ZU BEARBEITENDE AUFGABEN
(a) Prüfe anhand des Textes über die A-9-Baustelle, ob die Aussagen (i) bis (iii) zutreffen. Antworte jeweils mit Ja oder Nein und zitiere die entscheidenden Worte des Textes wörtlich.
(i) Die Baustelle ist 15 Kilometer lang.
(ii) Pro Richtung stehen zwei Spuren zur Verfügung.
(iii) Die Fahrspur ist schmaler als bei den meisten anderen Baustellen.
(b) Beantworte diese Fragen zum Text über die A-9-Baustelle:
(i) Wie viele Unfälle ereigneten sich am vergangenen Wochenende in dem Abschnitt?
(ii) Wer ist Sprecher der Autobahndirektion Südbayern?
(iii) Auf welches Tempo wird die zulässige Geschwindigkeit reduziert, wenn Lastwagen in die Baustelle ein- und ausfahren?

VORLIEGENDER TEXT
◆ ◆ ◆ ◆

Staufalle A 9:Die Autofahrer sind selbst schuld

Täglich bilden sich auf der A 9, an der Baustelle zwischen dem Autobahnkreuz Neufahrn und Allershausen, kilometerlange Staus - und die Unfallzahlen sind ungewöhnlich hoch. Die Polizei ist mit ihrem Latein am Ende.

Petra Schnirch

Polizei und Autobahndirektion sind mit ihrem Latein am Ende: Täglich bilden sich auf der A 9, an der Baustelle zwischen dem Autobahnkreuz Neufahrn und Allershausen, kilometerlange Staus - und die Unfallzahlen sind ungewöhnlich hoch. "Wir könnten eine Station da draußen aufmachen", sagt Nikolaus Bischof, Sprecher der Verkehrspolizei Freising. Meist bleibt es bei Blechschäden. Eine Frau aber, die nachts das Stauende übersehen hatte, fuhr auf einen Lastwagen auf und starb noch an der Unfallstelle.

Allein am vergangenen Wochenende ereigneten sich 17 Unfälle in diesem Abschnitt, beteiligt waren mehrere Lastwagen und über 30 Autos. Vier bis fünf Zusammenstöße pro Tag "sind leider normal", sagt Bischof. Fahrspurwechsel, vor allem aber viel zu geringe Abstände nennt er als Hauptursachen. Zwar sei die Baustelle mit 15 Kilometern sehr lang und an der "Grenze des Zulässigen", sagt Josef Seebacher, Sprecher der Autobahndirektion Südbayern. Warum sich die Zahl der Unfälle aber derart häuft, kann sich auch die Verkehrspolizei Freising nicht so recht erklären, zumal die Fahrspur mit 3,25 Meter breiter ist als bei den meisten anderen Baustellen. Pro Richtung stehen drei Spuren zur Verfügung.

Auf dem Teilstück der A 9 soll wie schon auf der A 99 künftig bei hohem Verkehrsaufkommen der Standstreifen freigegeben werden. Dafür muss der Seitenstreifen verstärkt werden, gleichzeitig wird ein lärmmindernder Belag aufgebracht. Ein- und Ausfahrten müssen nach außen verlegt werden, Nothaltebuchten werden eingerichtet. Im gleichen Aufwasch lässt die Autobahndirektion auch die Brücken sanieren.

Wir haben gewusst, dass es schwierig wird", sagt Seebacher, schließlich sei die A 9 kurz vor München "eine unserer am stärksten belasteten Autobahnen". Mit so großen Problemen aber hat die Behörde nicht gerechnet. Eine dynamische Geschwindigkeitsregulierung in der Baustelle - Kostenpunkt 250 000 Euro - ermöglicht ein Tempolimit von 80 Stundenkilometer. Nur bei Bedarf, wenn Lastwagen in die Baustelle ein- und ausfahren, wird die zulässige Geschwindigkeit auf 60 Stundenkilometer reduziert. Doch die Autos "fahren auch keine 80", sagt Seebacher resigniert.

◆ ◆ ◆ ◆

EINTRÄGE
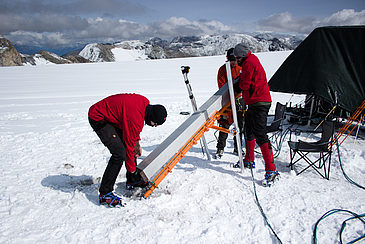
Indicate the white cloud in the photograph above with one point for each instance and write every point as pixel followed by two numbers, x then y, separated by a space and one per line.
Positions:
pixel 346 17
pixel 69 31
pixel 284 22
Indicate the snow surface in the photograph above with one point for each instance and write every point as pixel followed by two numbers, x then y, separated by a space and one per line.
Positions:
pixel 52 162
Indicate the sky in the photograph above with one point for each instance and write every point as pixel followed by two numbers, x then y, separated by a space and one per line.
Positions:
pixel 73 23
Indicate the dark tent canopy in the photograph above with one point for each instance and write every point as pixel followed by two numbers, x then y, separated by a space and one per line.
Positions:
pixel 329 64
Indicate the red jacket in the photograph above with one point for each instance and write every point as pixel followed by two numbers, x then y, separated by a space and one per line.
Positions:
pixel 127 112
pixel 253 81
pixel 222 74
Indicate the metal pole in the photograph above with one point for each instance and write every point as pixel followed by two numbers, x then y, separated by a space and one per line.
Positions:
pixel 234 111
pixel 185 70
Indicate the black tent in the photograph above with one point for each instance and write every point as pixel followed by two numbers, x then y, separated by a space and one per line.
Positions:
pixel 329 64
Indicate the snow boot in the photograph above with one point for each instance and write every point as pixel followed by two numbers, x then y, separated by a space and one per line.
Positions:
pixel 110 200
pixel 219 153
pixel 271 174
pixel 134 180
pixel 250 151
pixel 268 156
pixel 246 164
pixel 270 178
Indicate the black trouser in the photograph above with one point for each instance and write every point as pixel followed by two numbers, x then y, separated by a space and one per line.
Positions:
pixel 221 144
pixel 255 123
pixel 111 137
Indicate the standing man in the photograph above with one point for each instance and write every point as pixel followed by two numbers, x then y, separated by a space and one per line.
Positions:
pixel 223 122
pixel 118 121
pixel 256 93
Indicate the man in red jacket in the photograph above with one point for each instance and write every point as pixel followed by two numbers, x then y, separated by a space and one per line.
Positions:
pixel 256 93
pixel 118 121
pixel 223 122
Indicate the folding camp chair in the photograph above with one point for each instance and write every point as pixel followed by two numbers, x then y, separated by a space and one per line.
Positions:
pixel 323 147
pixel 275 130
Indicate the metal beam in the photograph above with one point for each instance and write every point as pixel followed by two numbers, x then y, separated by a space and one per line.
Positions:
pixel 156 160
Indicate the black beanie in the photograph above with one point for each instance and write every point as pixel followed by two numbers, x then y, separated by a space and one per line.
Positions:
pixel 241 50
pixel 230 55
pixel 158 114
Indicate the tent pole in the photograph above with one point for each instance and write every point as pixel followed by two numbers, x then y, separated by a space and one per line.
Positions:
pixel 311 111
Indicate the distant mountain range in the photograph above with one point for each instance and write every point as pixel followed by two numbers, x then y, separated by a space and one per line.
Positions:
pixel 155 48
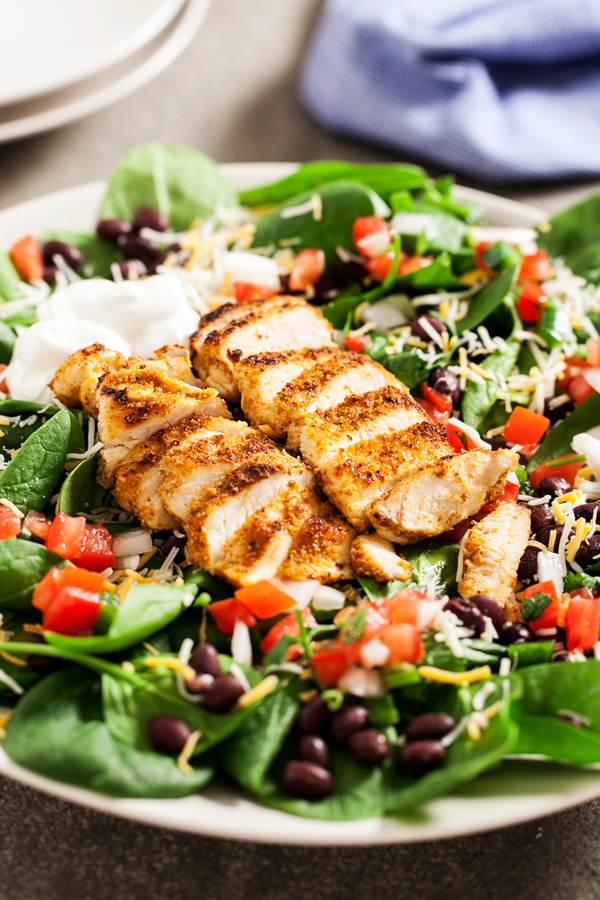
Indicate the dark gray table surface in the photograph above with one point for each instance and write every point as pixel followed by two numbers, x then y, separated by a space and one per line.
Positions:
pixel 232 94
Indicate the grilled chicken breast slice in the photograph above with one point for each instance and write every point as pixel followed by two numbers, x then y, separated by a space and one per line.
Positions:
pixel 357 476
pixel 76 380
pixel 493 548
pixel 436 498
pixel 138 401
pixel 373 557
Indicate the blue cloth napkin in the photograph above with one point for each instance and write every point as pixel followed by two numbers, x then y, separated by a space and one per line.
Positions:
pixel 505 90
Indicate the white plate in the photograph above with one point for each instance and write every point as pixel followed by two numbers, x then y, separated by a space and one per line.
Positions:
pixel 517 792
pixel 51 45
pixel 91 94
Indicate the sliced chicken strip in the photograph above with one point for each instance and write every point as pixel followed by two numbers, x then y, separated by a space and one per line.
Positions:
pixel 436 498
pixel 373 557
pixel 492 551
pixel 358 476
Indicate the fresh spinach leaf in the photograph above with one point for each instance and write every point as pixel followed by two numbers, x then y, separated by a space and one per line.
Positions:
pixel 183 183
pixel 57 731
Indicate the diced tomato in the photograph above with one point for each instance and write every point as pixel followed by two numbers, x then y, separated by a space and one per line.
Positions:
pixel 96 553
pixel 357 342
pixel 227 612
pixel 404 642
pixel 37 523
pixel 579 389
pixel 10 523
pixel 583 622
pixel 245 291
pixel 286 626
pixel 535 267
pixel 55 579
pixel 525 426
pixel 371 236
pixel 308 268
pixel 264 600
pixel 330 664
pixel 72 611
pixel 27 258
pixel 568 471
pixel 66 535
pixel 532 300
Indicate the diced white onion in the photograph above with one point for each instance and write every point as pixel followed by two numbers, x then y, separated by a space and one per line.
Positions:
pixel 134 541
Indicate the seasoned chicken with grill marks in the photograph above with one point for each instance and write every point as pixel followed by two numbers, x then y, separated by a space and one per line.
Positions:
pixel 76 380
pixel 138 401
pixel 284 323
pixel 438 497
pixel 493 549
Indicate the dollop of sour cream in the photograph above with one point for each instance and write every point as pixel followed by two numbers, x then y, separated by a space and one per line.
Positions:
pixel 133 317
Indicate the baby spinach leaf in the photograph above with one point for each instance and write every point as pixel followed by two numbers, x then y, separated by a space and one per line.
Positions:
pixel 558 442
pixel 57 731
pixel 80 491
pixel 478 399
pixel 383 179
pixel 147 608
pixel 180 181
pixel 327 224
pixel 488 299
pixel 23 564
pixel 31 477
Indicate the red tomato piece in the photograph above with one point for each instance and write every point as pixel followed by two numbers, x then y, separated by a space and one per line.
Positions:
pixel 286 626
pixel 532 300
pixel 66 535
pixel 10 523
pixel 535 267
pixel 264 600
pixel 583 622
pixel 308 268
pixel 371 236
pixel 358 343
pixel 27 258
pixel 525 426
pixel 404 642
pixel 96 553
pixel 73 610
pixel 227 612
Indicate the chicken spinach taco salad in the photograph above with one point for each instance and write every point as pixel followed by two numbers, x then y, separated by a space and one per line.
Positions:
pixel 299 488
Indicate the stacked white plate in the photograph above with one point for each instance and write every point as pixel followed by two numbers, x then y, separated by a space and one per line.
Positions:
pixel 65 59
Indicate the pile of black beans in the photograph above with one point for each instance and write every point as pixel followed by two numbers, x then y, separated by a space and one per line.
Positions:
pixel 219 692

◆ ◆ ◆ ◆

VOLLSTÄNDIGE LÖSUNGEN
(a)
(i) Ja: „Zwar sei die Baustelle mit 15 Kilometern sehr lang“
(ii) Nein: „Pro Richtung stehen drei Spuren zur Verfügung.“
(iii) Nein: „zumal die Fahrspur mit 3,25 Meter breiter ist als bei den meisten anderen Baustellen“

(b)
(i) 17 Unfälle
(ii) Josef Seebacher
(iii) 60 Stundenkilometer